By this point, the majority of practices were using an electronic system, but in Hayes’ opinion, those systems weren’t improving quality and efficiency. “The ultimate goal to me as a physician,” he says, “is that the exchange of data should be irrespective of vendors and should be patient-centric—clinicians should have the right information available to care for those patients.”
For example, Hayes says: If someone lives in Tampa, Florida, but goes on a ski trip in Vail, Colorado, and crashes into a tree, they may not know important details about their medical history and might not have anyone present to advocate for them before an emergency surgery. Their medical records in Tampa might show a significant allergic reaction involving previous surgery that no one in Vail would be aware of.
“No exchange of data could lead to a lot of trouble in a situation like this for the patient. The providers wouldn’t do anything intentionally, but they [don’t] have the relative high-value clinical information needed in that moment,” says Hayes. “When we talk about safety, and the data exists in Tampa but not in Vail, that strikes home for me.”
Conversations are happening about the best way to prevent these gaps in knowledge. “I’m on calls with the EHRA executive committee; they’re all for interoperability and the exchange of data,” says Hayes. “Let’s figure out how to best information share.” (There’s a distinct difference between data and information, he notes. “Both have huge value.”)
Another example: A patient should have access to all their data, but if they’re about to undergo anesthesia for abdominal surgery, the anesthesiologist doesn’t need to know the patient had a bunion in 1987, he says.
“If you exchange all the data that’s available in the system, let’s go further: The surgeon can’t go through all that data,” says Hayes. But computers can, and quickly. If the computer is trained or programmed correctly—say, to look for allergies or reactions to anesthesia and surface information that’s relevant to the surgery the patient is about to undergo—having it comb through the data becomes invaluable.
“That could save the patient’s life,” says Hayes. “I am all for interoperability. I want patient-centric, longitudinal systems. I don’t want to look at or need all the data because I can’t go through it all, so I may miss something. It’s mostly siloed and takes a long time to review, and even if all the data is there I may not get what I need or want at the point of care.”
He continues, “The ability of technology to draw the high-value clinically relevant information at the point of care from the cumulative data is a huge benefit at the bedside. If that information can be found for you, it could really be a safety and quality improvement mechanism. This type of workflow is not application-driven, it’s problem-driven.”
An industrywide improvement
The EHRA is a voluntary trade organization made up of 30 companies in the EHR space. “The government has a very good idea regarding interoperability, and we need to find the best way to help them help us and work together,” says Hayes.
The ultimate goal, he says, is to examine what the EHR should be to ensure patients receive the safest, highest-quality care. Accomplishing this involves working with groups of doctors and nurses, getting their perspective at the table.
“My company has volunteer physicians who help us get to where we should go, what we want to pursue with the EHR, and how to build the products that help them deliver healthcare,” says Hayes. Without this feedback, the systems can’t deliver valuable information at the point of care.
“I kid my company engineers that if I go to buy a truck, they don’t tell me it’ll be brown, have four doors, and won’t have a trailer hitch without asking me what it is I need for the work I’m trying to do,” says Hayes. “You can’t put it in a box. It’s unique for every patient.”

## Requirement A
Quote the passage on health data exchange word for word, starting with "The ultimate goal, he" and going on through "at the table.".
## Requirement B
Answer these questions from the passage on health data exchange:
(i) Where does the patient in the ski-trip example live?
(ii) In what year did the patient in the anesthesia example have a bunion?
(iii) How many companies make up the EHRA?

## Data for review
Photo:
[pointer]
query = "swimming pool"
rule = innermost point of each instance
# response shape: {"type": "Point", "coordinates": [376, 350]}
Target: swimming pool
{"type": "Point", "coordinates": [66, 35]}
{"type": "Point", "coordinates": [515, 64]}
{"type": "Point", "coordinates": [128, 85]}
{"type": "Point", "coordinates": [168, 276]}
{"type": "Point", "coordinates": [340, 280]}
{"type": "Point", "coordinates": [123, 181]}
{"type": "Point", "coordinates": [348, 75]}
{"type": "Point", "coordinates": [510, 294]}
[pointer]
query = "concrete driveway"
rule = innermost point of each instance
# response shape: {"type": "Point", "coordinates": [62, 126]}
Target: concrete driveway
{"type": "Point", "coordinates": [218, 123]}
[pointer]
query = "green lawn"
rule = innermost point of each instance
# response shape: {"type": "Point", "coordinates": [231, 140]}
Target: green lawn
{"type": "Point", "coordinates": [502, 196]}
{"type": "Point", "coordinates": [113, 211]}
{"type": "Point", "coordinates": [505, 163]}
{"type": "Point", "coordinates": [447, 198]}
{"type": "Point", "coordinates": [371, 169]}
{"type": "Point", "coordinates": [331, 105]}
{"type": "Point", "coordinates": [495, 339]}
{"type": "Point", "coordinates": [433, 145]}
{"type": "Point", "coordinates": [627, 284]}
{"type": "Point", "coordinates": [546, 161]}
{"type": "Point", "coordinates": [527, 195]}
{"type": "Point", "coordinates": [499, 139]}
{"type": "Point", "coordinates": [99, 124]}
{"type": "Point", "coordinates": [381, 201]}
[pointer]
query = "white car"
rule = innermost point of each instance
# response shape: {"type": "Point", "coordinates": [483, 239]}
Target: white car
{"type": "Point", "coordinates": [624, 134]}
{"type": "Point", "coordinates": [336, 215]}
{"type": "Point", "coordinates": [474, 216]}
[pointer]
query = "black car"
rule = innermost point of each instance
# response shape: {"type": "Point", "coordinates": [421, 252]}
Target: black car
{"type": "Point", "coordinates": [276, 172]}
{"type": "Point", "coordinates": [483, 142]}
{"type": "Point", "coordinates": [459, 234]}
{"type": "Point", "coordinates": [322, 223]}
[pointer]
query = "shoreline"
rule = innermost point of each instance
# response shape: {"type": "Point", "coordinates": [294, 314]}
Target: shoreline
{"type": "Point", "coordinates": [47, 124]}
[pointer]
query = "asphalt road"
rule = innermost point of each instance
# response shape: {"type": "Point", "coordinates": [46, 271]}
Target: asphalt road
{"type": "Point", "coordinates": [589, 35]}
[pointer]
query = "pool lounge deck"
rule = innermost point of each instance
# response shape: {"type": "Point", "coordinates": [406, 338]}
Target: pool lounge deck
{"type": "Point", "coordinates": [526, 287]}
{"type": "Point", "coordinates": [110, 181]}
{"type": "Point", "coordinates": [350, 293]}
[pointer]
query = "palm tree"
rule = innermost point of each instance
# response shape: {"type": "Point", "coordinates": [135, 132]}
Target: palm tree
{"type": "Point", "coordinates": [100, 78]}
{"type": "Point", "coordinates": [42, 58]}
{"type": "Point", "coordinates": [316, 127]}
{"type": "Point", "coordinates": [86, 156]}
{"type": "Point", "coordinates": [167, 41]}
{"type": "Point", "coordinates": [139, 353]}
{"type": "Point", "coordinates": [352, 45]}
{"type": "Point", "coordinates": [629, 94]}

## Answer box A
The ultimate goal, he says, is to examine what the EHR should be to ensure patients receive the safest, highest-quality care. Accomplishing this involves working with groups of doctors and nurses, getting their perspective at the table.

## Answer box B
(i) Tampa, Florida
(ii) 1987
(iii) 30